Prompt. Arrange the lines of the listing below, from the line with "of the dark" to the line with "x=260 y=199", both included, as a JSON list of strings with one string per line and blank lines omitted.
==== Input ====
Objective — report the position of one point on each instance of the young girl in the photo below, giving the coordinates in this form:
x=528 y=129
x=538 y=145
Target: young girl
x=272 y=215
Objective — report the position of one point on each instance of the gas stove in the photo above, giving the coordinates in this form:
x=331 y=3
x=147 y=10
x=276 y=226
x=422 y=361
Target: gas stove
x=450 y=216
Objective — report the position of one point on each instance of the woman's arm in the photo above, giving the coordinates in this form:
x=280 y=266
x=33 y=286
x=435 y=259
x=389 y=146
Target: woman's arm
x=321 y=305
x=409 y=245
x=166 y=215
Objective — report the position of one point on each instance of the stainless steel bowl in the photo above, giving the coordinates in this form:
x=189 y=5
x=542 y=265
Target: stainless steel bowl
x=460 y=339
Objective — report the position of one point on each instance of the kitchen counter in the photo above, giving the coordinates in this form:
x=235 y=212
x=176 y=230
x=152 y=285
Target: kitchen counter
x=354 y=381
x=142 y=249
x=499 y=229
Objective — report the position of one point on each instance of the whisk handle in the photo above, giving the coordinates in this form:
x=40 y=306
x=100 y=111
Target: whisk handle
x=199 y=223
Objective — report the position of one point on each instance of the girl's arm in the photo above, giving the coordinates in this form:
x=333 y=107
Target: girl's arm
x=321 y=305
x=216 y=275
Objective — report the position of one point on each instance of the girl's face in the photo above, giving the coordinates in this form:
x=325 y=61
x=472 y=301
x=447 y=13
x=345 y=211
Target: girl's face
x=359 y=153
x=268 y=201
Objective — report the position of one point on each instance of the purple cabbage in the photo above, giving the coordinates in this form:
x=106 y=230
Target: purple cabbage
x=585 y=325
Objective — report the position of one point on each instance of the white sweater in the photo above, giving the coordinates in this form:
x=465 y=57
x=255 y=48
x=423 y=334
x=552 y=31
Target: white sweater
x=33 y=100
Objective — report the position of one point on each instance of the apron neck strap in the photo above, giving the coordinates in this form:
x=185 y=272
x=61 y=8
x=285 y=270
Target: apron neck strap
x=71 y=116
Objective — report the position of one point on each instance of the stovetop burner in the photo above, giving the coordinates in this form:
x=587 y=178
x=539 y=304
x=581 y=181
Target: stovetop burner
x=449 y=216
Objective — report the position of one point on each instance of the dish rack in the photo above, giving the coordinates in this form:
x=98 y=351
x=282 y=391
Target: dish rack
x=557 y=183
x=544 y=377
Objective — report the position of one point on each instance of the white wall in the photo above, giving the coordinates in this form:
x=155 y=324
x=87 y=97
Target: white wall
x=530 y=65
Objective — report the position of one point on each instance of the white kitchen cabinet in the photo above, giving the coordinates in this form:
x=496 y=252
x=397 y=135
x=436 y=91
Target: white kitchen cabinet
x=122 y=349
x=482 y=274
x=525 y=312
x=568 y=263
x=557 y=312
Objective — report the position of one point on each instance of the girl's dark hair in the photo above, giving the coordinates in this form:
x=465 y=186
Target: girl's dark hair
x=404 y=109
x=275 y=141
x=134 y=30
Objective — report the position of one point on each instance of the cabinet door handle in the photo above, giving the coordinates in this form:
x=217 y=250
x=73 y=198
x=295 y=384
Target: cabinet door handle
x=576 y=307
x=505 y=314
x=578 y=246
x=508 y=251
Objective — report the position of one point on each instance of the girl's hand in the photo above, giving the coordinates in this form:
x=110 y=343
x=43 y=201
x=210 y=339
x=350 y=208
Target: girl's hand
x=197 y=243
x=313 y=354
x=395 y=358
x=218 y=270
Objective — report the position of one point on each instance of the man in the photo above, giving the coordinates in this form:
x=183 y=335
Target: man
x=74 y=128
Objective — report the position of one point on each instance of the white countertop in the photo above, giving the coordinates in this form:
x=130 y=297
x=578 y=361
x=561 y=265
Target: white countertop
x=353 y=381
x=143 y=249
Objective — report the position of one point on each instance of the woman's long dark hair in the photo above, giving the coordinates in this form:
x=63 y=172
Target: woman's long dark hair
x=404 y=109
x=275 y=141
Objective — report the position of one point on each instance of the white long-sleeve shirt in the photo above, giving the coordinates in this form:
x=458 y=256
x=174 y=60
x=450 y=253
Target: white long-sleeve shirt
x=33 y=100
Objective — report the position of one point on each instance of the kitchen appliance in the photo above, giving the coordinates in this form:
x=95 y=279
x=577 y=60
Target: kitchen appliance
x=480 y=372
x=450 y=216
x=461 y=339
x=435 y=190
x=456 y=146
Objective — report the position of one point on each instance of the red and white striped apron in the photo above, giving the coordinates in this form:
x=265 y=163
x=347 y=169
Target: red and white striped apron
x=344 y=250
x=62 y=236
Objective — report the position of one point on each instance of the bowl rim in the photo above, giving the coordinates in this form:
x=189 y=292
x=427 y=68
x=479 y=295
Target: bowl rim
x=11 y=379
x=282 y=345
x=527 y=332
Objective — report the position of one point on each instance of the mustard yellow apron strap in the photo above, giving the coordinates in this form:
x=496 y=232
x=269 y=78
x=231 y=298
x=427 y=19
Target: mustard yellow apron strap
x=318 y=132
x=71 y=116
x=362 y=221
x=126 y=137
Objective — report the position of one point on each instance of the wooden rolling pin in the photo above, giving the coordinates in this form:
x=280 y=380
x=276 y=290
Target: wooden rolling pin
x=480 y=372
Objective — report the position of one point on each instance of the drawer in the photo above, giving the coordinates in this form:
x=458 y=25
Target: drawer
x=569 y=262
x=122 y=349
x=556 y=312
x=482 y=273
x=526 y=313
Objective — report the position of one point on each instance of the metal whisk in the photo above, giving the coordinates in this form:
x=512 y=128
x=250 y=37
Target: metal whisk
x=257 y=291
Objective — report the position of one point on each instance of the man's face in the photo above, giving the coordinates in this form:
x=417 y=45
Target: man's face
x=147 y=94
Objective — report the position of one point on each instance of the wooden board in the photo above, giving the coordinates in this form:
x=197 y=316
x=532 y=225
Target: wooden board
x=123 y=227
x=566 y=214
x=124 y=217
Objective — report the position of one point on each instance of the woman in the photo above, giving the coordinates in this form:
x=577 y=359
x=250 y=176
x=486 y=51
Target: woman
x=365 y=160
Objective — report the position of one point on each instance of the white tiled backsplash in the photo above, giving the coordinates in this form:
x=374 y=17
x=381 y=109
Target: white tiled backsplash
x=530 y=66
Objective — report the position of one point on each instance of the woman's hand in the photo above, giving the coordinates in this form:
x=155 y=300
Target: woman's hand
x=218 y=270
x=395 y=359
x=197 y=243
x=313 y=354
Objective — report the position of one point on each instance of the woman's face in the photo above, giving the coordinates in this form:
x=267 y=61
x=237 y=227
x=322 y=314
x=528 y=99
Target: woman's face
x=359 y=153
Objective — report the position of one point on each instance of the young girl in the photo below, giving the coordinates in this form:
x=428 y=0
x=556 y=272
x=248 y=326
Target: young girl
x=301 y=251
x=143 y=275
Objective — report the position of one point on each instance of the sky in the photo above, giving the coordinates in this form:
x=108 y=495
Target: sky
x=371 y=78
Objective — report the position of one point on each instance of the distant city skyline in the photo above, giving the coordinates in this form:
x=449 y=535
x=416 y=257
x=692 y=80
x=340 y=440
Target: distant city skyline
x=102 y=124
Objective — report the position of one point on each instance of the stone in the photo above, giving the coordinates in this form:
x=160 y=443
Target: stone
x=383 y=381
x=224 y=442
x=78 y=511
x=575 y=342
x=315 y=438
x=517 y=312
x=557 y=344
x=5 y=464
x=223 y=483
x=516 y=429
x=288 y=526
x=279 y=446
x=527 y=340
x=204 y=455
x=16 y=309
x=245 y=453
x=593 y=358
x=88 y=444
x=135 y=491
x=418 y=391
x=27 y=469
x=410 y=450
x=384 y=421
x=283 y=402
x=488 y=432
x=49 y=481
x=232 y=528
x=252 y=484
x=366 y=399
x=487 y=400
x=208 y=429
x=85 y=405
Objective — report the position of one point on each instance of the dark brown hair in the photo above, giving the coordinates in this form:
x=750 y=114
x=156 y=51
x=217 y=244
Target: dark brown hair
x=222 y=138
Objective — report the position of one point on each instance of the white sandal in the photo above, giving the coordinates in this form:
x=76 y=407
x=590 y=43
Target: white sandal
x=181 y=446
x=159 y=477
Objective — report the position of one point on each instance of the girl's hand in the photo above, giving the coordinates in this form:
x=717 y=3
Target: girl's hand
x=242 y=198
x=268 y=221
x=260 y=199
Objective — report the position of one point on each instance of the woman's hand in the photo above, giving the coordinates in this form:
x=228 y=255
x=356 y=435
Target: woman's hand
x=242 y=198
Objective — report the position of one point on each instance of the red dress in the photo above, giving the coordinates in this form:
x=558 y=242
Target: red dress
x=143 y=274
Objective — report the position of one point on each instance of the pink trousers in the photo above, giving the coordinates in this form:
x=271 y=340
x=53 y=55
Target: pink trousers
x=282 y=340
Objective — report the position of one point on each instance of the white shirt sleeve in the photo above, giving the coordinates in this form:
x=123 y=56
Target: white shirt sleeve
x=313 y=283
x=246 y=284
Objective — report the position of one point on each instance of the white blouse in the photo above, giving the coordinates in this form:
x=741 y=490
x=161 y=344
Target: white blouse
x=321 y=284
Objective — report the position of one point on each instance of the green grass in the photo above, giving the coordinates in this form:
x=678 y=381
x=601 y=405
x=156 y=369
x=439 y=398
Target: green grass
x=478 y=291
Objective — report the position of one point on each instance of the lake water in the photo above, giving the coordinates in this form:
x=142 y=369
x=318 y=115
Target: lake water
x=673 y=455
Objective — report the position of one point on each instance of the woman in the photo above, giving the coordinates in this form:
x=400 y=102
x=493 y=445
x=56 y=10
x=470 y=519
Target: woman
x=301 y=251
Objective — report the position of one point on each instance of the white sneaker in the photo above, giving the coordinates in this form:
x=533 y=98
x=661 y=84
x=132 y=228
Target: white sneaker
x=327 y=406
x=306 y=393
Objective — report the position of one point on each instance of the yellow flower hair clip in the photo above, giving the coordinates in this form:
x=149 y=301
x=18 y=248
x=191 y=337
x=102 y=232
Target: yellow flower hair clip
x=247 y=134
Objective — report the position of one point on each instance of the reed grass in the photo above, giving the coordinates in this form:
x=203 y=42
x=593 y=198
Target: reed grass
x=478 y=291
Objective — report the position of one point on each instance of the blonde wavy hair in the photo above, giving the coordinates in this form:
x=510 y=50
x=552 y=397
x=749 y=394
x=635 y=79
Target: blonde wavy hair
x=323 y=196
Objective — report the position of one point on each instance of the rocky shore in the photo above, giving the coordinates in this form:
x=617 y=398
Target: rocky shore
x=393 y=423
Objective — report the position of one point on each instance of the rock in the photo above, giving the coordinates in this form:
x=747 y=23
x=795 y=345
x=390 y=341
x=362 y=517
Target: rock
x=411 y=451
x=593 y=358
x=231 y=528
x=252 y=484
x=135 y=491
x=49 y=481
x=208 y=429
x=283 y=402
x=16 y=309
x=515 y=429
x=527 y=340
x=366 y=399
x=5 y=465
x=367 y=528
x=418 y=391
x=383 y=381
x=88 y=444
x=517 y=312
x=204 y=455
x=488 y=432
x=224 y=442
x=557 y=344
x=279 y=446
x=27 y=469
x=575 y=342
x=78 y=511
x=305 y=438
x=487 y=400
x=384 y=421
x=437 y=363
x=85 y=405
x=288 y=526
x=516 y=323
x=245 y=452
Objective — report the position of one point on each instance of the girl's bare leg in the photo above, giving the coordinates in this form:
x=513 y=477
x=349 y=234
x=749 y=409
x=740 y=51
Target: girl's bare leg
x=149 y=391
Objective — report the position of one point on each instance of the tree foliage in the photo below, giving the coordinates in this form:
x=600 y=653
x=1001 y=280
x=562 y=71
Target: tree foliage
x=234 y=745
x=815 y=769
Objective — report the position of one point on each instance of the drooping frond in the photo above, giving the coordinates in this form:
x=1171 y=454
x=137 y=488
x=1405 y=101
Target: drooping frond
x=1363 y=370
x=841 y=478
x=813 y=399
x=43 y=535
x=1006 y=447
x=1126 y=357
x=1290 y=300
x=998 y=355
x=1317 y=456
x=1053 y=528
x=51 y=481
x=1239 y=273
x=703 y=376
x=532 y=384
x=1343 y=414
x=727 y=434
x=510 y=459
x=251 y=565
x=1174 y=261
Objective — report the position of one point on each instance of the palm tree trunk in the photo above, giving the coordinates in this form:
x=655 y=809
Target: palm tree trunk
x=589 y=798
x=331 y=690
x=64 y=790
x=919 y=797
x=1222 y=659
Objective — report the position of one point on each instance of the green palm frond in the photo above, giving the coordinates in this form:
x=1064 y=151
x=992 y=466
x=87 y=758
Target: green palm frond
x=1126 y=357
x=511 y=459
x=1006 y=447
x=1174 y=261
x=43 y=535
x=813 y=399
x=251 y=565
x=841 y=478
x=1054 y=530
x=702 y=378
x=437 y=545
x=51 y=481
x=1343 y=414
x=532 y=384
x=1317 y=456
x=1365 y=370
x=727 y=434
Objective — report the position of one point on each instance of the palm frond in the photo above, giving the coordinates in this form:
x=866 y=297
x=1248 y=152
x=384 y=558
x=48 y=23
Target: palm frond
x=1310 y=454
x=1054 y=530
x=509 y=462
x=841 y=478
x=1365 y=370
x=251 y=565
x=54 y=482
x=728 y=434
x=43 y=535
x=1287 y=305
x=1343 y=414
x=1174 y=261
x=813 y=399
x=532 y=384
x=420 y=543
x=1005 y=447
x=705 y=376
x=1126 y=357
====
Full answer.
[
  "Objective — report the position of one point on each instance of the dark brown hair in the photo above, giving the coordinates in this form:",
  "x=750 y=114",
  "x=156 y=51",
  "x=217 y=244",
  "Target: dark brown hair",
  "x=222 y=138",
  "Objective — report the position of one point on each instance of the white sandal in the photo above, giving the coordinates in this form:",
  "x=76 y=407",
  "x=590 y=43",
  "Target: white sandal",
  "x=181 y=446",
  "x=159 y=477",
  "Objective — report the position of one point on each instance of the girl's hand in the photo above, giving the coordinates in this form:",
  "x=717 y=3",
  "Target: girl's hand",
  "x=242 y=198",
  "x=268 y=221",
  "x=260 y=199"
]